- **Quoted passage**:
□ □ □ □ □ □ □

In February, the World Health Organisation warned that, alongside the outbreak of COVID-19, the world faced an ‘infodemic’, an unprecedented overabundance of information—both accurate and false—that prevented people from accessing authoritative, reliable guidance about the virus. The infodemic has allowed for harmful misinformation, disinformation, scams and cybercrime to spread. False narratives have resulted in people harming themselves by resorting to dangerous hoax cures or forgoing medical treatment altogether. There have been attacks on frontline workers and critical national infrastructure as a result of alarmist conspiracy theories.
The UK Government is currently developing proposals for ‘online harms’ legislation that would impose a duty of care on tech companies. Whilst not a silver bullet in addressing harmful content, this legislation is expected to give a new online harms regulator the power to investigate and sanction tech companies. Even so, legislation has been delayed. As yet, the Government has not produced the final response to its consultation (which closed over a year ago), voluntary interim codes of practice, or a media literacy strategy. Moreover, there are concerns that the proposed legislation will not address the harms caused by misinformation and disinformation and will not contain necessary sanctions for tech companies who fail in their duty of care
We have conducted an inquiry into the impact of misinformation about COVID-19, and the efforts of tech companies and relevant public sector bodies to tackle it. This has presented an opportunity to scrutinise how online harms proposals might work in practice. Whilst tech companies have introduced new ways of tackling misinformation through the introduction of warning labels and tools to correct the record, these innovations have been applied inconsistently, particularly in the case of high-profile accounts. Platform policies have been also been too slow to adapt, while automated content moderation at the expense of human review and user reporting has had limited effectiveness. The business models of tech companies themselves disincentivise action against misinformation while affording opportunities to bad actors to monetise misleading content. At least until well-drafted, robust legislation is brought forward, the public is reliant on the goodwill of tech companies, or the bad press they attract, to compel them to act.

□ □ □ □ □ □ □

- **Recorded data**:
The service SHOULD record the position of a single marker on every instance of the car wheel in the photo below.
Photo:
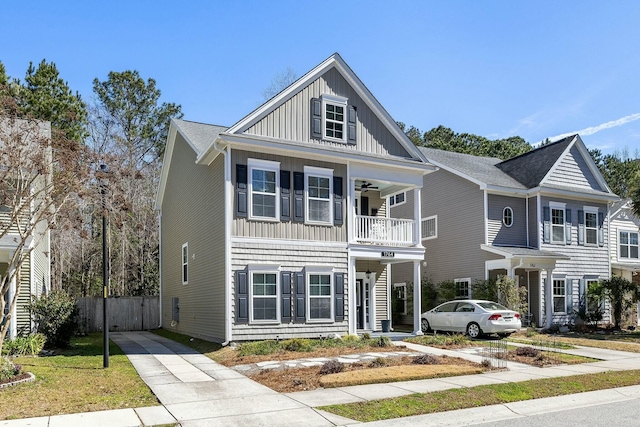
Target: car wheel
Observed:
(425, 325)
(473, 330)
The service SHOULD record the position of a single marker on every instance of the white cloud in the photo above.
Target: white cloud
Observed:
(594, 129)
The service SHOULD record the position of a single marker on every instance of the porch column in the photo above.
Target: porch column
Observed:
(548, 299)
(417, 215)
(417, 299)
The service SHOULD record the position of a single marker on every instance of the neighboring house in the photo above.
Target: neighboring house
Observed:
(35, 273)
(278, 226)
(624, 244)
(541, 218)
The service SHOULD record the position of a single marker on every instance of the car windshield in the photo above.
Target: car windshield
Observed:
(488, 305)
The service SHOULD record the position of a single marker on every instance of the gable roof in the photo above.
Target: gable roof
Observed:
(530, 168)
(336, 62)
(528, 171)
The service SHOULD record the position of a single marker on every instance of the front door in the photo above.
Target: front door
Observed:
(363, 299)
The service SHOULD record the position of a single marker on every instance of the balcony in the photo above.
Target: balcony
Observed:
(384, 231)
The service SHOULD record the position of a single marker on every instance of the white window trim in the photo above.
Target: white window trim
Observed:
(267, 165)
(320, 270)
(628, 231)
(264, 269)
(185, 263)
(563, 208)
(435, 218)
(504, 211)
(591, 210)
(564, 296)
(334, 100)
(393, 199)
(310, 171)
(466, 279)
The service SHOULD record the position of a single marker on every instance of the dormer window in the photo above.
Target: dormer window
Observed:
(333, 119)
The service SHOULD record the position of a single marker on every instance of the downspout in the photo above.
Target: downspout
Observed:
(227, 237)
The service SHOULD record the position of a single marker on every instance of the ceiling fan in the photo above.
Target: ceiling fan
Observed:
(366, 186)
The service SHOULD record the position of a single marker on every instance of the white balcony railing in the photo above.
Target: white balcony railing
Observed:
(384, 231)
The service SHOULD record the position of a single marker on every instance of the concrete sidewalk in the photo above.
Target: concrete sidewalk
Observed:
(196, 391)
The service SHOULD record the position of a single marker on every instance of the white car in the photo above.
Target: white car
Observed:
(472, 317)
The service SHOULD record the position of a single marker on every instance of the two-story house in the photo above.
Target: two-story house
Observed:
(540, 218)
(624, 244)
(278, 226)
(25, 245)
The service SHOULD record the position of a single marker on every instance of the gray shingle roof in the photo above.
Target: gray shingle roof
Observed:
(200, 135)
(530, 168)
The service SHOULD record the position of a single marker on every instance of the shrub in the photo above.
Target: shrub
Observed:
(379, 362)
(426, 359)
(30, 345)
(527, 351)
(331, 367)
(8, 369)
(55, 316)
(297, 344)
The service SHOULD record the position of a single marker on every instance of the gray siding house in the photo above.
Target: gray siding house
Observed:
(541, 218)
(278, 226)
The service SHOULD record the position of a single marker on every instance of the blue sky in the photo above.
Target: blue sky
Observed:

□ □ □ □ □ □ □

- **Exercise requirements**:
1: Based on the passage on COVID-19 misinformation, state whether each statement agrees with it: (a) the Government's consultation on online harms closed over a year ago; (b) tech companies have applied their new warning labels consistently, including to high-profile accounts; (c) the World Health Organisation issued its warning about an "infodemic" in March. Answer yes or no for each and quote the deciding words.
2: Write a continuation of the passage on COVID-19 misinformation, beginning after its final sentence.
None of the records is used in any part of this exercise.

- **Answers to each task**:
1:
(a) Yes: "which closed over a year ago"
(b) No: "these innovations have been applied inconsistently, particularly in the case of high-profile accounts"
(c) No: "In February, the World Health Organisation warned"

2:
During the crisis the public have turned to public service broadcasting as the main and most trusted source of information. Beyond broadcasting, public service broadcasters (PSBs) have contributed through fact-checking and media literacy initiatives and through engagement with tech companies. The Government has also acted against misinformation by reforming its Counter Disinformation Unit to co-ordinate its response and tasked its Rapid Response Unit with refuting seventy pieces of misinformation a week. We have raised concerns, however, that the Government has been duplicating the efforts of other organisations in this field and could have taken a more active role in resourcing an offline, digital literacy-focused response. Finally, we have considered the work of Ofcom, as the Government’s current preferred candidate for online harms regulator, as part of our discussion of online harms proposals. We call on the Government to make a final decision now on the online harms regulator to begin laying the groundwork for legislation to come into effect.